---- Excerpted data

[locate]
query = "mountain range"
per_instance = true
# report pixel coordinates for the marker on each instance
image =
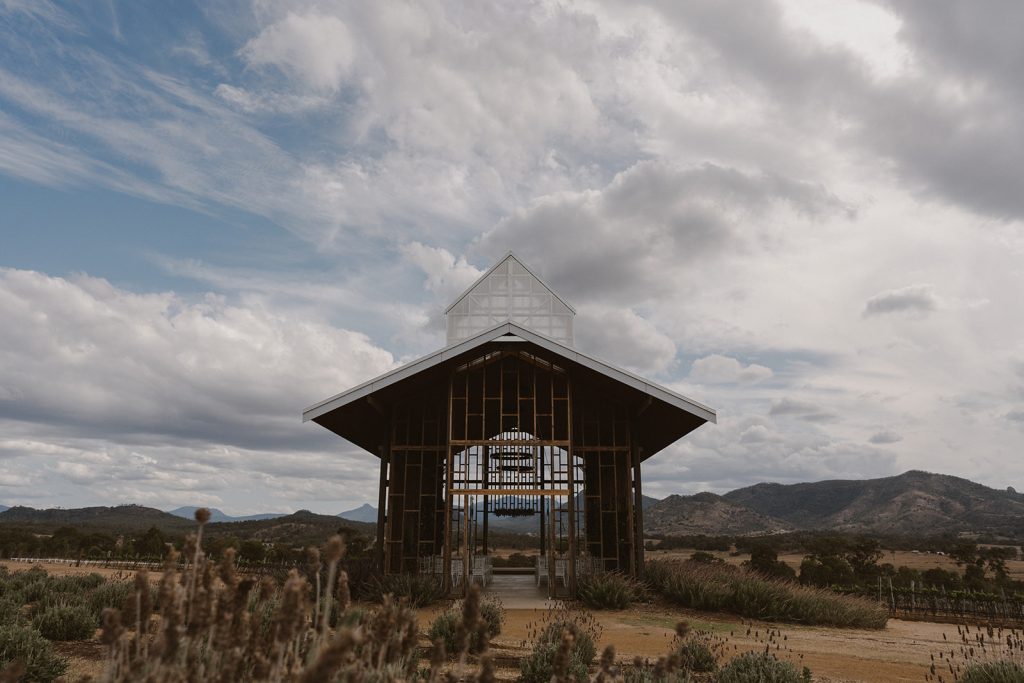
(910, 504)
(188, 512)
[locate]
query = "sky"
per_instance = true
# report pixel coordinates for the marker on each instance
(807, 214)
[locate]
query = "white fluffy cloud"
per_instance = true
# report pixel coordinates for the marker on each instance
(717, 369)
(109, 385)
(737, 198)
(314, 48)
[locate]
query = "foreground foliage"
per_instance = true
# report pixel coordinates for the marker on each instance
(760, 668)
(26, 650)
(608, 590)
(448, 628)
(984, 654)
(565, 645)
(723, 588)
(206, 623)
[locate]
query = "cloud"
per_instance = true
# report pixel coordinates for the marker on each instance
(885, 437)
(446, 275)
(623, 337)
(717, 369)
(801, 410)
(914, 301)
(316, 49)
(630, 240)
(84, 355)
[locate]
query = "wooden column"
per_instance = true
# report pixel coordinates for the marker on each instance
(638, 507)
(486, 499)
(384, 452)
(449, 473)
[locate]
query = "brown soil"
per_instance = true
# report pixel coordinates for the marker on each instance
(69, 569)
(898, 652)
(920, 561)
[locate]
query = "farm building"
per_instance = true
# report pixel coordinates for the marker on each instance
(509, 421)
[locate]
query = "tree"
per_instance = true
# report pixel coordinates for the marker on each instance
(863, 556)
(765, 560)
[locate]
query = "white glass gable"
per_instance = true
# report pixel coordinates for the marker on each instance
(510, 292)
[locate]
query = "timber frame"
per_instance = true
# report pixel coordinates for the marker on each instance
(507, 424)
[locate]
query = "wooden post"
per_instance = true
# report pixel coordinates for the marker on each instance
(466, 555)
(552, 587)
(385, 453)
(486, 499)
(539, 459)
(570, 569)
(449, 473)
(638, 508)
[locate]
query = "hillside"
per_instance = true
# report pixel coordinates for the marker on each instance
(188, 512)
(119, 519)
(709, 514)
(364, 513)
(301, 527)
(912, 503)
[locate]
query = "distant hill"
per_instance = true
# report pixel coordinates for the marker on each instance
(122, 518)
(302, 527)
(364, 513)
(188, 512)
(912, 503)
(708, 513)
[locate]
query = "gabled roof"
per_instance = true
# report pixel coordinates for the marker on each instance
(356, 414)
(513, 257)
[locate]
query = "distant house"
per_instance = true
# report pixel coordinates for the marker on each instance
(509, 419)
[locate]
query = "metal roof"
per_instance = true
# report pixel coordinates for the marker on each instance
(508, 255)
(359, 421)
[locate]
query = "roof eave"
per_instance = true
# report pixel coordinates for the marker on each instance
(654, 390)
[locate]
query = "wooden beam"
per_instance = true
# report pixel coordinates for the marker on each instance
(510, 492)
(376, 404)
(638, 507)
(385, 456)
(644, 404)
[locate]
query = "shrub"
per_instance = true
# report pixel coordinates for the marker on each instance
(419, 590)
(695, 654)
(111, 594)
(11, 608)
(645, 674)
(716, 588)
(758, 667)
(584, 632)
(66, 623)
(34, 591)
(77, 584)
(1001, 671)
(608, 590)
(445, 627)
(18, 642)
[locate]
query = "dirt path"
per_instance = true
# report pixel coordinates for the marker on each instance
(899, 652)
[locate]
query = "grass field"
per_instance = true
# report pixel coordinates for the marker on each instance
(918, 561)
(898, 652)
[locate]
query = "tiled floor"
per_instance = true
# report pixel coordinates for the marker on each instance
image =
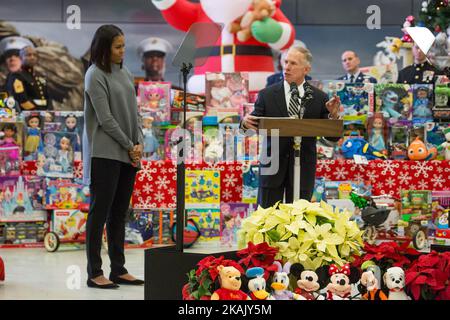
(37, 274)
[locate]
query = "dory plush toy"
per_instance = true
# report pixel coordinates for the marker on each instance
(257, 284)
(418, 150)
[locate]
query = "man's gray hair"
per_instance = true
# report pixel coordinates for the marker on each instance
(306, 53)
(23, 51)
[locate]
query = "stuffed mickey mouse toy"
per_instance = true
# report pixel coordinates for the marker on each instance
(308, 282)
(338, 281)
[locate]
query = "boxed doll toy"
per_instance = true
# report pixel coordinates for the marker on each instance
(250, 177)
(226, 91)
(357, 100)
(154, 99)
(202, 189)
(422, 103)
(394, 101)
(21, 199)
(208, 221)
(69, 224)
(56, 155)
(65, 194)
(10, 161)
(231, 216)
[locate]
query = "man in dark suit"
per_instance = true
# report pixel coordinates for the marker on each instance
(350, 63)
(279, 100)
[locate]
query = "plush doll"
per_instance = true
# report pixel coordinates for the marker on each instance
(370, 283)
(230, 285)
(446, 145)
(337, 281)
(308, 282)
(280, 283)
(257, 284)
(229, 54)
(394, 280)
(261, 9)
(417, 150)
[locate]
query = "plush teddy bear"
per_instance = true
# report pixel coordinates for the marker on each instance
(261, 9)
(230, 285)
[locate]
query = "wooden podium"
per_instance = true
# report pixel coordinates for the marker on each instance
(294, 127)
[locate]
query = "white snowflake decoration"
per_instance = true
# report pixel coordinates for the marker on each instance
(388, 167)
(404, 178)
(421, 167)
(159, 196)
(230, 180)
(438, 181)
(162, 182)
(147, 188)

--------

■ Direction: The entries above should be reproduced exactly, without their pictures.

■ Correct answer:
[locate]
query = "mountain range"
per_instance = true
# report pixel coordinates for the marker on each instance
image =
(910, 504)
(188, 512)
[locate]
query = "sky"
per_instance = true
# report pixel coordinates for the marker on each instance
(807, 214)
[locate]
query = "white fluffy cloud"
per_instance = true
# report pixel coordinates for the marker on each instance
(717, 369)
(109, 385)
(737, 198)
(314, 48)
[locate]
query = "foreground foliage"
per_instance = true
# report pixel coordinates for the marker on each instance
(760, 668)
(26, 650)
(608, 590)
(448, 628)
(984, 654)
(565, 645)
(723, 588)
(206, 623)
[locate]
query = "cloud"
per_instance = true
# report pixel coordinates for the marker on each instance
(885, 437)
(446, 275)
(623, 337)
(717, 369)
(801, 410)
(914, 301)
(316, 49)
(630, 240)
(84, 355)
[locate]
query = "wooden column"
per_instance = true
# report pixel coordinates for the marker on each instance
(638, 507)
(486, 499)
(384, 452)
(449, 473)
[locate]
query = "brown soil"
per_instance = true
# report pixel coordinates for the marker on each instance
(69, 569)
(898, 652)
(920, 561)
[locate]
query = "farm building"
per_instance = true
# report pixel coordinates for the marker on each instance
(509, 421)
[locate]
query = "tree"
per_instance = true
# report pixel coordinates for the marker on each instance
(863, 556)
(765, 560)
[locate]
query = "white glass gable"
per_instance = true
# report pixel coordinates for the marker on each instance
(510, 292)
[locate]
query = "timber frame"
per_instance = true
# report pixel coordinates for the marker on each instance
(507, 424)
[locate]
query = "wooden post"
per_instance = true
# report pixel coordinates for the marker on each instance
(466, 555)
(552, 587)
(385, 453)
(486, 499)
(539, 459)
(570, 569)
(449, 473)
(638, 508)
[locate]
query = "hillside"
per_instance = true
# report pixel coordinates for the marker on each instance
(188, 512)
(119, 519)
(709, 514)
(364, 513)
(301, 527)
(912, 503)
[locate]
query = "distant hill"
per_instance = true
# report pixel coordinates for the marker on each instance
(122, 518)
(302, 527)
(364, 513)
(188, 512)
(912, 503)
(708, 513)
[locate]
query = "gabled roof"
per_instance = true
# report pixel coordinates for the marker on each instance
(356, 414)
(513, 257)
[locate]
query = "distant house"
per_instance = true
# report pixel coordinates for the marker on each instance
(509, 419)
[locate]
query = "metal roof"
per_instance = true
# report pixel coordinates for the marker on each instance
(508, 255)
(359, 421)
[locate]
query = "roof eave"
per_instance = true
# report pixel coordinates for the marker on each instance
(654, 390)
[locate]
query = "wooden beam"
per_instance = true
# report pixel coordinates for the marker on each instance
(510, 492)
(376, 404)
(638, 507)
(385, 456)
(644, 404)
[locate]
query = "shrub"
per_instance = true
# report pixel coordinates for the marker on each instance
(419, 590)
(695, 654)
(111, 594)
(11, 608)
(645, 674)
(716, 588)
(758, 667)
(584, 632)
(66, 623)
(34, 591)
(77, 584)
(1001, 671)
(608, 590)
(445, 627)
(18, 642)
[locate]
query = "dirt path"
per_instance = true
# report pixel coordinates for the marker on each instance
(899, 652)
[locate]
query = "grass field"
per_instance = true
# report pixel coordinates for the marker on each instance
(918, 561)
(898, 652)
[locate]
query = "tiled floor"
per_instance = true
# report pixel coordinates for the marker on each instance
image =
(37, 274)
[locate]
query = "dory plush toy"
per_instance = true
# report pixel coordinates for the marker on each instance
(257, 284)
(418, 150)
[locate]
query = "man's gray hair"
per_instance = true
# report pixel coordinates for the marker on each instance
(306, 53)
(23, 51)
[locate]
query = "stuffed mickey mouse toy"
per_instance = true
# report pixel coordinates for the marker on each instance
(308, 282)
(338, 281)
[locate]
query = "boxed doll toy"
per_instance = true
# report pixel coordinates for the marker on each instance
(250, 177)
(226, 91)
(357, 100)
(154, 99)
(202, 189)
(422, 103)
(394, 101)
(21, 199)
(208, 221)
(69, 224)
(56, 155)
(65, 194)
(10, 161)
(231, 216)
[locate]
query = "man in dark suit"
per_instance = true
# report pixel coordinates for the marker on each instance
(350, 63)
(279, 100)
[locate]
query = "plush doll"
per_instance = true
# report pixel coordinates for the marker on each instance
(370, 283)
(230, 285)
(446, 145)
(337, 281)
(308, 282)
(280, 283)
(257, 284)
(229, 54)
(394, 280)
(261, 9)
(417, 150)
[locate]
query = "plush teddy bear"
per_instance = true
# report pixel coordinates for the marker on each instance
(261, 9)
(230, 285)
[locate]
query = "wooden podium"
per_instance = true
# report pixel coordinates for the marker on each instance
(294, 127)
[locate]
query = "white snowflake decoration"
per_instance = true
# report pixel coordinates for the marker on each instance
(388, 167)
(404, 178)
(421, 167)
(159, 196)
(230, 180)
(438, 181)
(162, 182)
(147, 188)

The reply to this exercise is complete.